▶ _Supplied material_
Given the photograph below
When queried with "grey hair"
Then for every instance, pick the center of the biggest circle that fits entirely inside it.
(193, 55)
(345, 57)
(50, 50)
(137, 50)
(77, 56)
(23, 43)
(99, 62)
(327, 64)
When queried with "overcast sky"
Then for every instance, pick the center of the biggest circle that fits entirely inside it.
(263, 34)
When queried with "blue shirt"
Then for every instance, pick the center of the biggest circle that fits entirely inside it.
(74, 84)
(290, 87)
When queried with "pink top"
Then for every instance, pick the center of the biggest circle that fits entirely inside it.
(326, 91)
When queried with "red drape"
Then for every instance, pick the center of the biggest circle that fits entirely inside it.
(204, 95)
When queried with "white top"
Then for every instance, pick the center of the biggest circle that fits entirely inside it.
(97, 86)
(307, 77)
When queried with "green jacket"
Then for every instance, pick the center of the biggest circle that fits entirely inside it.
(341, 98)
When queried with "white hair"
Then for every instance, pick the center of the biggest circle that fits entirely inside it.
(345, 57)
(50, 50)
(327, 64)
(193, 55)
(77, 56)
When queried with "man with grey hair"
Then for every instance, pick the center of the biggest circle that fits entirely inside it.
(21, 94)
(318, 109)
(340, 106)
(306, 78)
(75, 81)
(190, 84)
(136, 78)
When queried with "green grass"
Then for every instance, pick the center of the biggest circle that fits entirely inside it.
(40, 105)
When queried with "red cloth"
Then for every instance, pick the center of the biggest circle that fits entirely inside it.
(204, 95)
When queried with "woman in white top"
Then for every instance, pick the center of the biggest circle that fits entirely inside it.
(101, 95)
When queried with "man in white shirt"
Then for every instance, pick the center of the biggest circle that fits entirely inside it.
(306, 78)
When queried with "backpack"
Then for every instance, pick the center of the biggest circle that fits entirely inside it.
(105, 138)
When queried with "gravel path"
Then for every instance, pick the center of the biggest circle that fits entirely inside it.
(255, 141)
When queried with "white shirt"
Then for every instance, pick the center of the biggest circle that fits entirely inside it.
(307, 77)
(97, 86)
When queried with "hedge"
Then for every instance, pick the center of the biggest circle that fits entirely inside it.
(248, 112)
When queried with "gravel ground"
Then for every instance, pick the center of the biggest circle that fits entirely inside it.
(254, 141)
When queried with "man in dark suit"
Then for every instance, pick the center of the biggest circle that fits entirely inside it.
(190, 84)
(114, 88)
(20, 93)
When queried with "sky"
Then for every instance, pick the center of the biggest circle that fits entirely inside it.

▶ _Exercise description_
All of the lines above need to be given again exactly.

▶ _Response_
Given the photograph below
When queried with "grey hair"
Then for every instance, pick the center of the biggest circle that fits entirely inside it.
(193, 55)
(345, 57)
(50, 50)
(137, 50)
(77, 56)
(23, 43)
(99, 62)
(327, 64)
When queried with "overcast sky"
Then for every instance, pick the center of the biggest circle that fits entirely inside it.
(263, 34)
When queried with "blue shirt"
Then for every instance, pick the center of the biggest circle that fits entirely inside it.
(74, 84)
(290, 87)
When queried with "pink top"
Then for every instance, pick the center of the biggest circle that fits entirely inside it.
(326, 91)
When queried with "red drape"
Then for every instance, pick the center of the biggest circle that fits entirely inside it.
(204, 95)
When queried with "white top"
Then for every instance, pick the center of the biggest circle that fits entirely inside it.
(97, 86)
(307, 77)
When queried with "green jacket"
Then for every instance, pick the center of the biggest circle that fits entirely inside it.
(341, 98)
When queried with "white hair"
Then for every instance, pick the center of the biggest circle that fits entirely inside it.
(345, 57)
(50, 50)
(327, 64)
(193, 55)
(77, 56)
When queried with "man with grey hair"
Then for every instance, pick the center of the biggest circle that fits entirely inside it.
(21, 94)
(318, 109)
(340, 106)
(306, 78)
(75, 81)
(190, 84)
(136, 78)
When queried with "green grass"
Then for every instance, pick the center of the biggest circle that fits entirely inside it.
(40, 105)
When queried with "red cloth"
Then for every instance, pick the center of the biggest circle that fits entirely inside it.
(204, 95)
When queried with "woman in white top"
Then for every instance, pick the center of the biggest circle that fits entirely inside it.
(101, 95)
When queried with "man in white shirt"
Then for every instance, pick the center of the biggest circle that fits entirely inside it.
(306, 78)
When queried with "backpack"
Then for every instance, pick the center of the biggest circle that fits entirely inside it.
(105, 138)
When queried with "gravel path"
Then for every instance, pick the center of the biggest circle that fits entirely inside it.
(255, 141)
When queried with "white shirt"
Then for every instance, pick the center of the biggest circle that fits entirely inside it.
(307, 77)
(97, 86)
When queried with "hedge"
Then for every instance, pick the center of the biggest circle that fits entirely inside it.
(248, 112)
When queried with "gravel ground"
Then for every instance, pick the center of the biggest circle that fits entirely inside it.
(254, 141)
When queried with "man in dark suit"
Then for every instance, pick the center of the biggest circle that fits entirely inside it.
(190, 84)
(114, 88)
(20, 93)
When queried with "sky"
Then for every instance, pick the center of the biggest circle that fits entirely inside it.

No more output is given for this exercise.